== Problem details ==
Starting with the line that contains "[ ] a point on the woman's eyebrow, one", set down each line through the end of the entries below, exactly and with nothing added.

*** Records for the task Section Begins ***

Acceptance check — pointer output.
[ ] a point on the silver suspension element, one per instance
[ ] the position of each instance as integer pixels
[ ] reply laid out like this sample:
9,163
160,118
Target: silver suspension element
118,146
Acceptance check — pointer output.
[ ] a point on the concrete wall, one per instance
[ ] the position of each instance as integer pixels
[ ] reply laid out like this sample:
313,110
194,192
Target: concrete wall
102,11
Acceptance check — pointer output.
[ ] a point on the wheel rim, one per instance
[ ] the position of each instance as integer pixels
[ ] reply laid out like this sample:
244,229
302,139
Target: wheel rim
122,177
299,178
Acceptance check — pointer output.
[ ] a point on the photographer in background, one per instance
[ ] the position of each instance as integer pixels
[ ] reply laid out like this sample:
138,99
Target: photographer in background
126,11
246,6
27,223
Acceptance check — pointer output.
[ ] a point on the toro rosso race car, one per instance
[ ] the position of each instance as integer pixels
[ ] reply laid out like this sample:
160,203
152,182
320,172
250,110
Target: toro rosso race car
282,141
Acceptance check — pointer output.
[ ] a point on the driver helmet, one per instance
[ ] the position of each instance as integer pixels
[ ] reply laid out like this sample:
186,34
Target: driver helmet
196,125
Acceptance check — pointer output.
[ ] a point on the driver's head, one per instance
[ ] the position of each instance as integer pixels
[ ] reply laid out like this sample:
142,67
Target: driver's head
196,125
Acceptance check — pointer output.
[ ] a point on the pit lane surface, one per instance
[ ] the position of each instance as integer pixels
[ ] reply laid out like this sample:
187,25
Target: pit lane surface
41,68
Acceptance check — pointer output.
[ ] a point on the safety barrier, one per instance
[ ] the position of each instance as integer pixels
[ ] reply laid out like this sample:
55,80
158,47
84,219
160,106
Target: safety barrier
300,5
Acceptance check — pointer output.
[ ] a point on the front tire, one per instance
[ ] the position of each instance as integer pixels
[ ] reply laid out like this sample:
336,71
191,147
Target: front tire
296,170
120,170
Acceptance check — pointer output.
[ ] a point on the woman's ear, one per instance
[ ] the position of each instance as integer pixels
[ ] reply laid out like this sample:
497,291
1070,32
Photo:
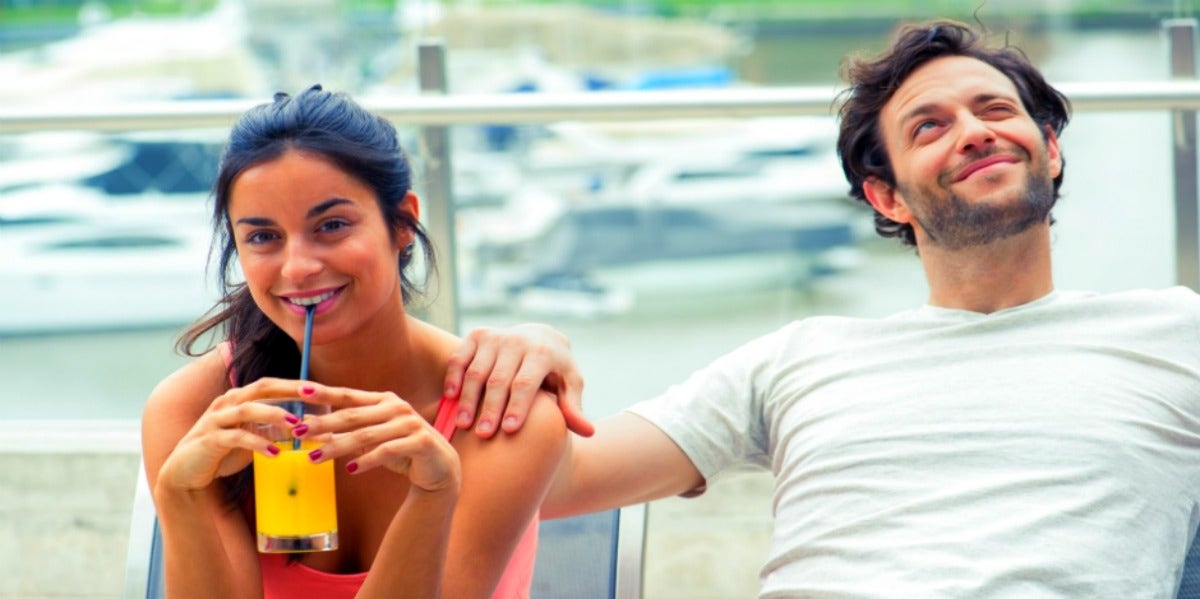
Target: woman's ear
411,205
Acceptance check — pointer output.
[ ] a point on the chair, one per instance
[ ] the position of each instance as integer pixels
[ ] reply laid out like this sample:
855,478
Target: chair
591,556
1189,583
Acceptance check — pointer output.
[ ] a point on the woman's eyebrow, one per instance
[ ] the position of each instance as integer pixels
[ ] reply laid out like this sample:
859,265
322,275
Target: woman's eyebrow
317,210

*** Records for the task Section Ends ***

== Result of this task ==
[ ] a point on the woman's eyebrow, one per instance
[ ] the position of each instance as integer pixels
[ ] reply laid out like this sample:
859,265
322,275
Target: woman's eyebrow
317,210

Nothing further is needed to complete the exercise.